Exercise aim
Leave the pictures out. Return all other data exactly.

**** Data records

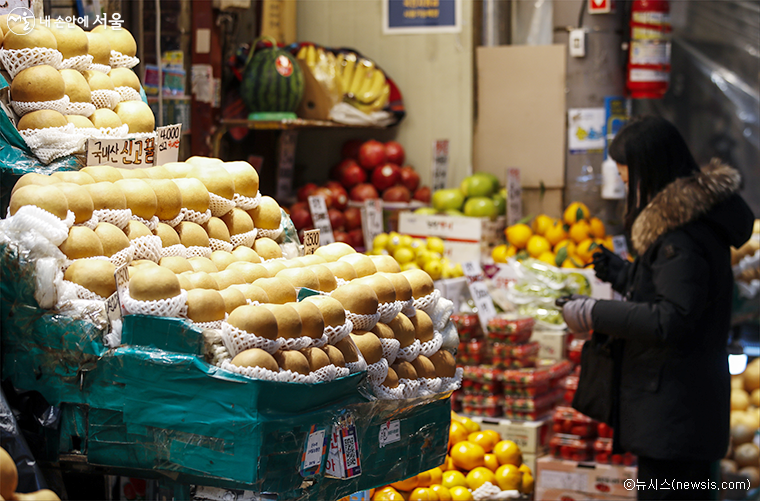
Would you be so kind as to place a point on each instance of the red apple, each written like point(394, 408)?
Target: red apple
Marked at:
point(423, 194)
point(337, 171)
point(353, 218)
point(352, 175)
point(371, 154)
point(326, 193)
point(301, 218)
point(409, 178)
point(385, 176)
point(356, 238)
point(340, 195)
point(350, 148)
point(337, 219)
point(341, 236)
point(305, 191)
point(362, 192)
point(394, 152)
point(397, 194)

********

Correct response
Would you be so kind as to place a point on each instance of the red apple, each written like point(394, 408)?
Target: red apple
Marked at:
point(423, 194)
point(337, 171)
point(353, 218)
point(352, 175)
point(371, 154)
point(326, 193)
point(301, 218)
point(409, 178)
point(385, 176)
point(356, 238)
point(340, 195)
point(350, 148)
point(337, 219)
point(341, 236)
point(305, 191)
point(362, 192)
point(394, 152)
point(397, 194)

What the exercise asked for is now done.